▸ **Given task**
Render the lines below as a Markdown table with the columns Row and Line, giving each non-blank line its own numbered row. Start at the line that contains "like x=303 y=4." and stop after the one that contains "x=398 y=283", omitting the pictures.

▸ **Data shown**
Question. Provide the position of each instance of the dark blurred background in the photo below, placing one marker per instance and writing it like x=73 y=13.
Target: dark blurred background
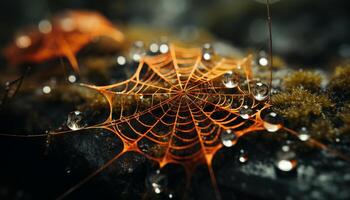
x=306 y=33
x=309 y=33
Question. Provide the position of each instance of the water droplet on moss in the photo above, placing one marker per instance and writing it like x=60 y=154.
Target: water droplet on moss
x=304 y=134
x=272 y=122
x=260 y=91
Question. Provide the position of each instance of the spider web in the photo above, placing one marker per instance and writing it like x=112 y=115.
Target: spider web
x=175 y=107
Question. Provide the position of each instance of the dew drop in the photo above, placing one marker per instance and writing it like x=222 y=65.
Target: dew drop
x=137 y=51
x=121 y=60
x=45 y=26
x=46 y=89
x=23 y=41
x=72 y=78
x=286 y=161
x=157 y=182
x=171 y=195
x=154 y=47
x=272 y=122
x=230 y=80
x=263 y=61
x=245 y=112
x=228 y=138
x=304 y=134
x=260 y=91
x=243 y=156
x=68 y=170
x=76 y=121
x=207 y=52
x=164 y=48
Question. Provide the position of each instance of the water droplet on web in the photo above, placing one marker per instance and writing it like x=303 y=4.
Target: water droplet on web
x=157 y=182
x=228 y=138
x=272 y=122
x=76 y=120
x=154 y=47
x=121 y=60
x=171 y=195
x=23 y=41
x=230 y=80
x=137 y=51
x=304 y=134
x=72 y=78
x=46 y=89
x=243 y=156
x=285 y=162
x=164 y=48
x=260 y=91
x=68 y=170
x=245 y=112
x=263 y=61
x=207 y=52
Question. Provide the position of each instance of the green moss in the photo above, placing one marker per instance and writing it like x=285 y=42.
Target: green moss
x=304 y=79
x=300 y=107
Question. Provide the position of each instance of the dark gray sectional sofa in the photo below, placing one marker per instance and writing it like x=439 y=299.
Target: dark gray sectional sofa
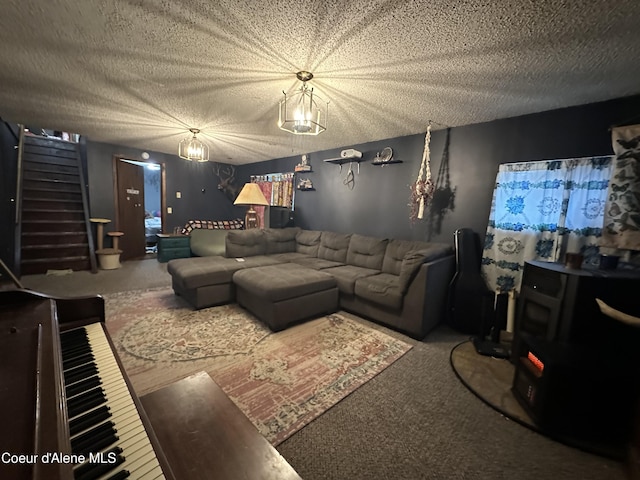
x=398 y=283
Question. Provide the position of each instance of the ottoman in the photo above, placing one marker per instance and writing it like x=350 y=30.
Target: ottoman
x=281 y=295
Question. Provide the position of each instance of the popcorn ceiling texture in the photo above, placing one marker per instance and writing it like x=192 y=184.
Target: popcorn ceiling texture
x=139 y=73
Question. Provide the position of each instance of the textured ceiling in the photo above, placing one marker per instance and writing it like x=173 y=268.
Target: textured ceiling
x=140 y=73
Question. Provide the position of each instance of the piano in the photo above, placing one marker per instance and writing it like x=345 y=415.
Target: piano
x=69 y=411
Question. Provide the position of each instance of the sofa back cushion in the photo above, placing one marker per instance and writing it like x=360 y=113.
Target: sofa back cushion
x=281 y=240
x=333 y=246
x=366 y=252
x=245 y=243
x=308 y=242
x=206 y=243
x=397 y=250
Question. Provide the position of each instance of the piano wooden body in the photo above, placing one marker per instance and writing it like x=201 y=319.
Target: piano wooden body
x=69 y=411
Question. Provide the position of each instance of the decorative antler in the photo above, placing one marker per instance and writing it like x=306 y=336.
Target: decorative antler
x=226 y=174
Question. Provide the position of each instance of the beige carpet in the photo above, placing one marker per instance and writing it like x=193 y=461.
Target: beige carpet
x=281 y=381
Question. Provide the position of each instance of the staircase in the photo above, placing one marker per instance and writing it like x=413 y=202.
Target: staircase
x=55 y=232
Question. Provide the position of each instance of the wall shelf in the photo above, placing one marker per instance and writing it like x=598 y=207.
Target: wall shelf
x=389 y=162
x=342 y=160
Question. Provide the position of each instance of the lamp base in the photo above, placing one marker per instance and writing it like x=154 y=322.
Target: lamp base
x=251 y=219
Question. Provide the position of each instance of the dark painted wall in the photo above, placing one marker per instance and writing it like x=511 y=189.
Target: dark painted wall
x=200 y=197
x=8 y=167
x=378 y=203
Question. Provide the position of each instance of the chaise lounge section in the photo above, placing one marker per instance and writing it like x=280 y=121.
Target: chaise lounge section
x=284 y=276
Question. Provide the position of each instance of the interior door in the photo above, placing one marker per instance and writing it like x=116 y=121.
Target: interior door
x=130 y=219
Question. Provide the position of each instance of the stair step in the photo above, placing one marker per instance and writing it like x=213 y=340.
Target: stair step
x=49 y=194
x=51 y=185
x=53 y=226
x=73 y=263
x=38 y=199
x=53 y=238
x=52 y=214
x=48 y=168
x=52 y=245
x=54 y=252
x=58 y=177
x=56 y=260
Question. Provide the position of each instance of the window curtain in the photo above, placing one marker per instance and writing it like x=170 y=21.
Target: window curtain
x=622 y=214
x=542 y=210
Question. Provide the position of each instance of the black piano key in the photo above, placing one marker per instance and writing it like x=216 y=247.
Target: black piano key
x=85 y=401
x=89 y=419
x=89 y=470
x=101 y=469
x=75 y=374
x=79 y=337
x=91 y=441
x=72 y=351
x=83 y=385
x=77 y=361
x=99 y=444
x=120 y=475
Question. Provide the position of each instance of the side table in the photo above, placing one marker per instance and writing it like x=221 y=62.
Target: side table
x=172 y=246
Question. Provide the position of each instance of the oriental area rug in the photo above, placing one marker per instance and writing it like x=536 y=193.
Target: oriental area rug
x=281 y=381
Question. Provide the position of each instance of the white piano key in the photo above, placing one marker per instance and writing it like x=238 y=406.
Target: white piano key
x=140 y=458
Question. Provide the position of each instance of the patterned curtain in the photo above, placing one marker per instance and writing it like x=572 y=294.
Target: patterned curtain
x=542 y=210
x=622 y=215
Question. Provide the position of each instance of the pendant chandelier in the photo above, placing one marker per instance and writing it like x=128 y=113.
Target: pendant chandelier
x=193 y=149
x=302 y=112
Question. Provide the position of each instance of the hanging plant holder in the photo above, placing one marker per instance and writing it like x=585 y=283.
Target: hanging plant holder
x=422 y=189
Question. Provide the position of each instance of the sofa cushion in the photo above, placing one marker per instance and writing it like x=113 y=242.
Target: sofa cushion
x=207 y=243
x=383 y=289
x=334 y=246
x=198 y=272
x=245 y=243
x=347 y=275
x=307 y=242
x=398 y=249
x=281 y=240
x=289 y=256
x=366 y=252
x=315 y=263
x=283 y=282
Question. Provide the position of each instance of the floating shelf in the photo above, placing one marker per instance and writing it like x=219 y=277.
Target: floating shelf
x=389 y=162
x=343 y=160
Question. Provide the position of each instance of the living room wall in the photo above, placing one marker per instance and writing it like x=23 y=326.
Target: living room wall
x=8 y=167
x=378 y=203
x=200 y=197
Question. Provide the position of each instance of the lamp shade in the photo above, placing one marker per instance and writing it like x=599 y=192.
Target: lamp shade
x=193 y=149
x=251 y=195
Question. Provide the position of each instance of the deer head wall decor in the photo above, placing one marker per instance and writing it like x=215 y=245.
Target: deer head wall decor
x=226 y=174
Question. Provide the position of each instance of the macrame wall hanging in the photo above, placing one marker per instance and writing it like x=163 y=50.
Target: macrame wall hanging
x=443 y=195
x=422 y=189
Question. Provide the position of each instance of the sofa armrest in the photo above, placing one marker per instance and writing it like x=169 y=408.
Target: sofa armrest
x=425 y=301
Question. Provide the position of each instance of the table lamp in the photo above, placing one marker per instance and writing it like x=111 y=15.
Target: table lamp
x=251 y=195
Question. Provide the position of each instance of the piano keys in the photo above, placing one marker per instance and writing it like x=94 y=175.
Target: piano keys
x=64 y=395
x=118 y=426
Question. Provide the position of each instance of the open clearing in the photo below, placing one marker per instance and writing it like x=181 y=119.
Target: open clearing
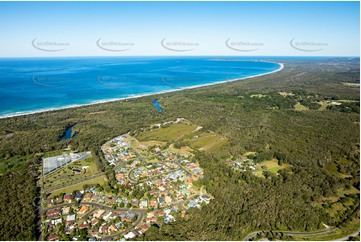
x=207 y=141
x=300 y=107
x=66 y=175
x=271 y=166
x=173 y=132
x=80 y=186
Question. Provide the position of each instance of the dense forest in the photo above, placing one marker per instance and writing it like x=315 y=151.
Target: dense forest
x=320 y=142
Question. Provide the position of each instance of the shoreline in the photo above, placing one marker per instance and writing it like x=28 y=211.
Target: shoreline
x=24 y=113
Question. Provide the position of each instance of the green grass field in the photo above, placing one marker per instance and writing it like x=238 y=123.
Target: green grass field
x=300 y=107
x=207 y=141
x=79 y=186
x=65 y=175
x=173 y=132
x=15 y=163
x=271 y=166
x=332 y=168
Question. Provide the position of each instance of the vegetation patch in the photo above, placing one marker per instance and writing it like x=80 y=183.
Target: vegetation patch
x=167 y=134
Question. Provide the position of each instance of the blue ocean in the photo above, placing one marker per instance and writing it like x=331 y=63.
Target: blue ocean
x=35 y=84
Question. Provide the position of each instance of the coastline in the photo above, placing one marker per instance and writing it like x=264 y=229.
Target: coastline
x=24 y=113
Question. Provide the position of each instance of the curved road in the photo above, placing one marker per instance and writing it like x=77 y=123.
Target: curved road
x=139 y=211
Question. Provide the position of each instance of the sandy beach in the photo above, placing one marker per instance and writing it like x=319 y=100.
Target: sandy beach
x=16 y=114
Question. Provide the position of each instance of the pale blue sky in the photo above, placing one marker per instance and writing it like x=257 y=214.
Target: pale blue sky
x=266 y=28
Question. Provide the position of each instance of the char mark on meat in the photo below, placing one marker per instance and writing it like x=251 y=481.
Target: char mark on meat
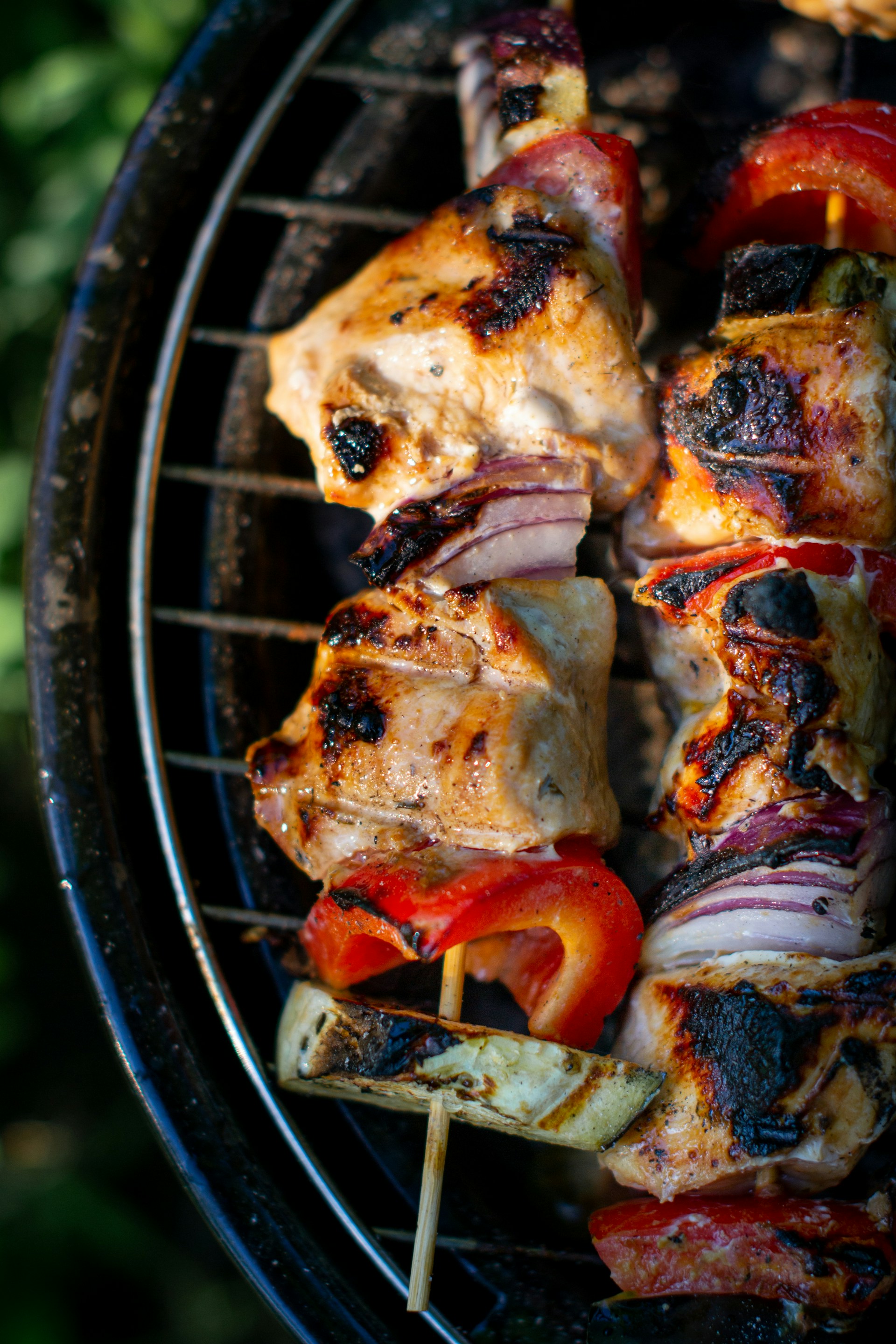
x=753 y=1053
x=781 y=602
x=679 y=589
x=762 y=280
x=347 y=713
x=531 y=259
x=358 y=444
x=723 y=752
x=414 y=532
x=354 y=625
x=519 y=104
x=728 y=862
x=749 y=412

▸ **Exercise solution**
| Row | Line |
|---|---|
| 1 | Question. Provide the position of each instance of the water droplet on web in the photo above, placing one marker per instance and writing it like x=303 y=4. |
| 2 | Target: water droplet on web |
| 3 | x=157 y=182 |
| 4 | x=228 y=138 |
| 5 | x=272 y=122 |
| 6 | x=76 y=120 |
| 7 | x=154 y=47 |
| 8 | x=121 y=60 |
| 9 | x=171 y=195 |
| 10 | x=23 y=41 |
| 11 | x=230 y=80 |
| 12 | x=137 y=51 |
| 13 | x=304 y=134 |
| 14 | x=72 y=78 |
| 15 | x=46 y=89 |
| 16 | x=243 y=156 |
| 17 | x=285 y=162 |
| 18 | x=164 y=48 |
| 19 | x=260 y=91 |
| 20 | x=68 y=170 |
| 21 | x=245 y=112 |
| 22 | x=263 y=61 |
| 23 | x=207 y=52 |
| 24 | Question. Provide the position of each instance of the green moss in the photo above, placing one marker per instance and writing it like x=285 y=42. |
| 25 | Target: green moss |
| 26 | x=304 y=79 |
| 27 | x=300 y=107 |
| 28 | Question. Provide the position of each instance of the dark gray sectional sofa in the photo below, placing one marker per instance and writing it like x=439 y=299. |
| 29 | Target: dark gray sectional sofa |
| 30 | x=398 y=283 |